Short problem: Change every "odd number" in the items below to "odd count", leaving the rest of each line as it is.

Exercise inputs:
====================

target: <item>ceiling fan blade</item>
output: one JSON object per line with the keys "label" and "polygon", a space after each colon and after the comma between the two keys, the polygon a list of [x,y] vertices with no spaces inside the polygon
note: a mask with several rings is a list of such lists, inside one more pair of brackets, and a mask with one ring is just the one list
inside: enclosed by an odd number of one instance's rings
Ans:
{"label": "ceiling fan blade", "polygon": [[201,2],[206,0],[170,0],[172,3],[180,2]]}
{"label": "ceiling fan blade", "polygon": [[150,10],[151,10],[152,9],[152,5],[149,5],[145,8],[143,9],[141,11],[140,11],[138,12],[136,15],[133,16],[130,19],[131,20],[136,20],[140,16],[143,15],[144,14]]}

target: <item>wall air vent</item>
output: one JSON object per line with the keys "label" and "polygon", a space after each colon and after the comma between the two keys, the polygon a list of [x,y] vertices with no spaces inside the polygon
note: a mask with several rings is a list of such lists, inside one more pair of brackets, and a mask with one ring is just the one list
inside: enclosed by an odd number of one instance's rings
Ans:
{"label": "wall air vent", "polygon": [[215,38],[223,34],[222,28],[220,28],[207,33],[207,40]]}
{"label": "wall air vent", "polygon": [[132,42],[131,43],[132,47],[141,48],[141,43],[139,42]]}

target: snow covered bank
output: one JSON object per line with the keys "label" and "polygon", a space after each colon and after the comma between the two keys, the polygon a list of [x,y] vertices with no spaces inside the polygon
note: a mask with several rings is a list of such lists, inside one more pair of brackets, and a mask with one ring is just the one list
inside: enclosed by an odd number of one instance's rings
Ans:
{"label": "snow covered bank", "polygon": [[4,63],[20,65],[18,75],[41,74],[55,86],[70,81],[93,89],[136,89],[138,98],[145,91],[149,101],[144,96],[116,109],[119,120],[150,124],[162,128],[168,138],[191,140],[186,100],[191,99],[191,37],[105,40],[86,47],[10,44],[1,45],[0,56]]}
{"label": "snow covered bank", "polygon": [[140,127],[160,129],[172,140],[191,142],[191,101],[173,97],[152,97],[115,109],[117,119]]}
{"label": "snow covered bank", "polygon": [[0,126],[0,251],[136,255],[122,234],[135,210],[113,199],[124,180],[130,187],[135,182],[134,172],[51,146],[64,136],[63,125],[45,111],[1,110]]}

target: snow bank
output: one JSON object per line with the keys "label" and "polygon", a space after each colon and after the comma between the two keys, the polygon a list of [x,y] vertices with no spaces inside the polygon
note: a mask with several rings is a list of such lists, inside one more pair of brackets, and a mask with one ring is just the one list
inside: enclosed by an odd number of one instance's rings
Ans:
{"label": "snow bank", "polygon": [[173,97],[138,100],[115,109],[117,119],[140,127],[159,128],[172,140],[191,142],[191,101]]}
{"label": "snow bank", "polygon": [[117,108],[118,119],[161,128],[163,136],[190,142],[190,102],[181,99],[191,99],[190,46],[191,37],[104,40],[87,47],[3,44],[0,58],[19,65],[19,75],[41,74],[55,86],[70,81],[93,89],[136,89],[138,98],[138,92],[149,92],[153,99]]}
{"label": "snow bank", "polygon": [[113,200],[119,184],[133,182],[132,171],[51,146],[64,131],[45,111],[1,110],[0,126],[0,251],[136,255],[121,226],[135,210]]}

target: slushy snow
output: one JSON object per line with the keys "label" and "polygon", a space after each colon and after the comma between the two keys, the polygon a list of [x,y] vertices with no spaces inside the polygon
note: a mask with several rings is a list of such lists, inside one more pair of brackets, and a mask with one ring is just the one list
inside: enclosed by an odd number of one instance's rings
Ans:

====================

Exercise response:
target: <item>ceiling fan blade</item>
output: one JSON object per line with the keys "label" and "polygon", a space after each colon and after the comma between the two keys, the polygon a list of [x,y] vertices with no spaces inside the polygon
note: a mask with several rings is a list of such lists, inside one more pair of brackets, and a mask with one ring is just the one list
inside: enclosed by an odd count of one instance's rings
Ans:
{"label": "ceiling fan blade", "polygon": [[201,2],[206,0],[170,0],[172,3],[180,2]]}
{"label": "ceiling fan blade", "polygon": [[150,10],[151,10],[152,9],[152,5],[149,5],[145,8],[143,9],[141,11],[140,11],[138,12],[136,15],[133,16],[130,19],[131,20],[136,20],[140,16],[143,15],[144,14]]}

target: <item>wall air vent</item>
output: one JSON object per line with the keys "label" and "polygon", a space after each colon and after the comma between the two keys, the polygon a list of [x,y] vertices with no spaces inside the polygon
note: a mask with several rings is a list of such lists, inside one more pair of brackets, and a mask with one ring is just the one list
inside: enclosed by an odd count of one instance's rings
Ans:
{"label": "wall air vent", "polygon": [[215,38],[223,34],[222,28],[220,28],[207,33],[207,40]]}
{"label": "wall air vent", "polygon": [[132,42],[131,43],[132,47],[141,48],[141,43],[139,42]]}

target: snow covered bank
output: one JSON object per line with the keys "label" and "polygon", a space after each colon and after the comma between the two keys, the polygon a list of [x,y] vertices with no spaces inside the polygon
note: a mask with several rings is a list of such lists, inside one more pair of brackets, and a mask with one ring is just the one list
inside: enclosed by an odd count of one instance's rings
Ans:
{"label": "snow covered bank", "polygon": [[4,63],[20,65],[18,75],[41,74],[55,86],[70,81],[93,89],[136,89],[138,98],[145,91],[149,101],[144,96],[116,109],[119,120],[150,124],[162,128],[168,138],[191,140],[186,100],[191,99],[191,37],[105,40],[86,47],[10,44],[1,45],[0,56]]}
{"label": "snow covered bank", "polygon": [[140,127],[160,129],[172,140],[191,142],[191,101],[173,97],[152,97],[115,109],[117,119]]}
{"label": "snow covered bank", "polygon": [[0,126],[0,251],[136,255],[122,234],[135,210],[113,199],[124,180],[130,187],[135,182],[134,172],[51,146],[64,136],[63,125],[45,111],[1,110]]}

target: snow bank
output: one JSON object per line with the keys "label" and "polygon", a space after each colon and after the comma between the two keys, the polygon a list of [x,y] vertices with no spaces inside the polygon
note: a mask with several rings is a list of such lists, inside one more pair of brackets, and a mask with one ring is just the one list
inside: enclosed by an odd count of one instance's rings
Ans:
{"label": "snow bank", "polygon": [[173,97],[138,100],[115,109],[117,119],[140,127],[159,128],[172,140],[191,142],[191,101]]}
{"label": "snow bank", "polygon": [[117,108],[118,119],[161,128],[163,136],[190,142],[190,102],[181,99],[191,99],[190,46],[191,37],[104,40],[87,47],[3,44],[0,58],[19,65],[19,75],[41,74],[55,86],[70,81],[93,89],[136,89],[138,98],[138,92],[149,92],[153,99]]}
{"label": "snow bank", "polygon": [[113,200],[119,184],[133,182],[132,171],[51,146],[64,131],[45,111],[1,110],[0,126],[0,251],[136,255],[121,226],[135,210]]}

target: slushy snow
output: one JSON object per line with the keys "label" and "polygon", a space after each colon and after the comma between the two keys, the polygon a list of [x,y] vertices with no spaces inside the polygon
note: a mask with several rings is a list of such lists, inside one more pair of brackets, and a mask with one ring is just the one list
inside: enclosed by an odd count of one instance's rings
Ans:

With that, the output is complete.